→ EXERCISE BRIEF: From the passage on hoarding and procrastination below, transcribe word for word the portion starting at "Baumeister also reviews" and ending at "as procrastinators (p.240).".

──────── SUPPLIED TEXT ────────

Baumeister also reviews studies done on the health of extreme procrastinators. At the beginning of the studies, the procrastinators were healthier than the non-procrastinators, but the situation reversed as deadlines approached (p. 242-3). Interestingly enough, procrastination has increased over the last four decades, and about 20% of the international population describes itself as procrastinators (p.240).

Many hoarders have kitchens so cluttered that they cannot cook or eat in them. This would definitely impact their ability to eat healthy food as most takeout (in my experience) is considerably less healthy than what people cook at home. As such, hoarders through cluttering may have created situations that acerbate their inability to decide what to discard. If the hoarder views him/herself as a procrastinator, this could affect his/her health, which would once again affect decision-making. If you know that you have trouble making decisions, and putting them off is affecting your health, the lack of energy may cause you to put them off even further.

Strategies to Unclutter

Frost and Steketee offer some strategies for hoarders to use to declutter in Stuff. However, their second book, Buried in Treasures, is a workbook for hoarders and the family, friends, and social workers who want to help them declutter. In both books, the authors encourage the hoarder to sit down with a helper. The hoarder then begins to decided whether to keep and item or to discard it. At the beginning, each decision is very time-consuming for the hoarder, but eventually, as the hoarder declutters, s/he can spend more time decluttering with less time spent on each decision.

An earlier commenter on a post suggested that one reason hoarders don't declutter is because s/he overestimates the amount of time spent on the decluttering process. Frost and  Steketee's exercises are a good way to develop a more realistic idea of how long it will take to declutter. In addition, the exercises are also a good way to build willpower.

──────── DATASET EXTRACT ────────

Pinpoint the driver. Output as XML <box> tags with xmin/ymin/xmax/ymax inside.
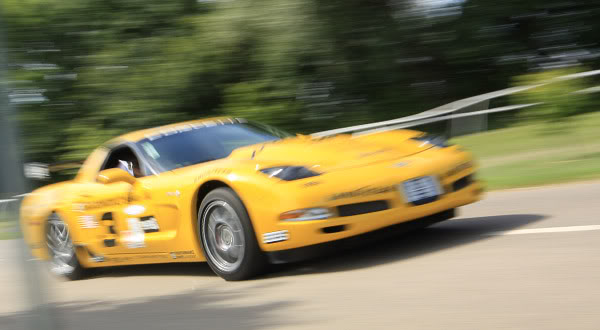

────────

→ SOLUTION TO THIS TASK:
Baumeister also reviews studies done on the health of extreme procrastinators. At the beginning of the studies, the procrastinators were healthier than the non-procrastinators, but the situation reversed as deadlines approached (p. 242-3). Interestingly enough, procrastination has increased over the last four decades, and about 20% of the international population describes itself as procrastinators (p.240).